## LISTE DES TÂCHES
• 1. Selon le texte étudié, de combien le produit intérieur brut du Québec pourrait-il se contracter au deuxième trimestre ?
• 2. Pouvez-vous résumer le texte étudié en deux phrases ?

━━ TEXTE ÉTUDIÉ ━━

L’octroi de subventions salariales massives, les garanties de prêt et l’aide pour le paiement des loyers commerciaux font partie d’un arsenal inédit pour aider les entreprises à garder la tête hors de l’eau.
Malgré toutes ces mesures, l’impact économique a été foudroyant. On estime que le produit intérieur brut du Québec pourrait se contracter de 42 milliards de dollars au deuxième trimestre. Les finances publiques ont également été mises à mal et on s’attend à des déficits très importants, à Ottawa comme à Québec.
Ce qui est rassurant, c’est que malgré tout, nos gouvernements ont suffisamment de marge de manœuvre pour continuer d’agir et pour contribuer à la relance qui s’en vient.
Préparer le redémarrage maintenant
Les informations qui proviennent des autorités sanitaires sont encourageantes.
En coulisses, les réflexions concernant le redémarrage sont donc amorcées. Tous en conviennent, si la mise à l’arrêt a été soudaine, le redémarrage devra se faire progressivement.
La reprise des activités ne sera réussie que si elle est bien planifiée. Certains secteurs d’activité seront appelés à redémarrer en priorité – c’est déjà le cas depuis quelques jours.
On voudra donner aux entreprises suffisamment de préavis pour qu’elles puissent s’organiser. Elles devront pouvoir compter sur des chaînes d’approvisionnement opérationnelles pour éviter le « go and stop » qui pourrait se produire si des entreprises devaient s’arrêter après quelques jours de redémarrage.
Travailler au temps de la COVID-19
Il faudra optimiser la façon de se déplacer. On voudra éviter les périodes de fort achalandage dans les transports en commun. Cela passera par le maintien du plus grand nombre possible de gens en télétravail, mais aussi par l’adoption d’horaires de travail décalés.

━━━
━━ DONNÉES FOURNIES ━━

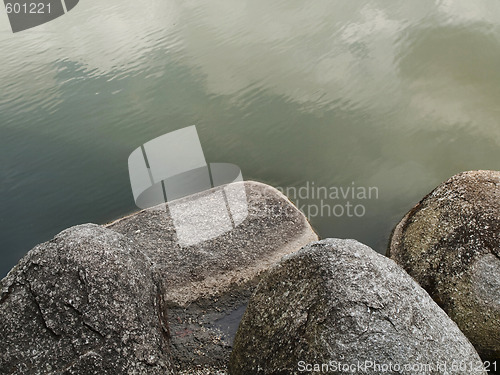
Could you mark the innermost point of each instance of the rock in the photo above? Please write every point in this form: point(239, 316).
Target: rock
point(339, 303)
point(450, 244)
point(274, 227)
point(130, 298)
point(84, 303)
point(208, 284)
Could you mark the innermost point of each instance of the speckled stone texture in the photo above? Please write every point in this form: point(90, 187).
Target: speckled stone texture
point(84, 303)
point(340, 302)
point(128, 299)
point(450, 244)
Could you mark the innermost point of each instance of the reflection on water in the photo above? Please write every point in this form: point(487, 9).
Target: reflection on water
point(399, 97)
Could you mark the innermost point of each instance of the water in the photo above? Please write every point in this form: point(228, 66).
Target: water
point(398, 97)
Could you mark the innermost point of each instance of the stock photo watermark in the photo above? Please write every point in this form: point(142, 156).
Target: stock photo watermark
point(315, 200)
point(374, 367)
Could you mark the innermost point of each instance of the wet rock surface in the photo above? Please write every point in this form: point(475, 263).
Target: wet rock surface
point(209, 284)
point(127, 298)
point(86, 302)
point(450, 244)
point(338, 302)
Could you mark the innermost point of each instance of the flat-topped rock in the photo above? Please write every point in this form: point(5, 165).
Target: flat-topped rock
point(85, 302)
point(142, 296)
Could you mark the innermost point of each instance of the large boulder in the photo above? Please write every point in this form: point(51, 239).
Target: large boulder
point(131, 298)
point(209, 283)
point(450, 244)
point(84, 303)
point(336, 307)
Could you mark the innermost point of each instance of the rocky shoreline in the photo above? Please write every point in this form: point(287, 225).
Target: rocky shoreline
point(126, 298)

━━━

## LISTE DES SOLUTIONS
• 1. De 42 milliards de dollars.

• 2. Malgré un arsenal inédit d'aide aux entreprises, l'impact économique a été foudroyant et de très importants déficits sont attendus à Ottawa comme à Québec. Le redémarrage devra être progressif et bien planifié, avec un préavis suffisant aux entreprises, des chaînes d'approvisionnement opérationnelles, le maintien du télétravail et des horaires décalés.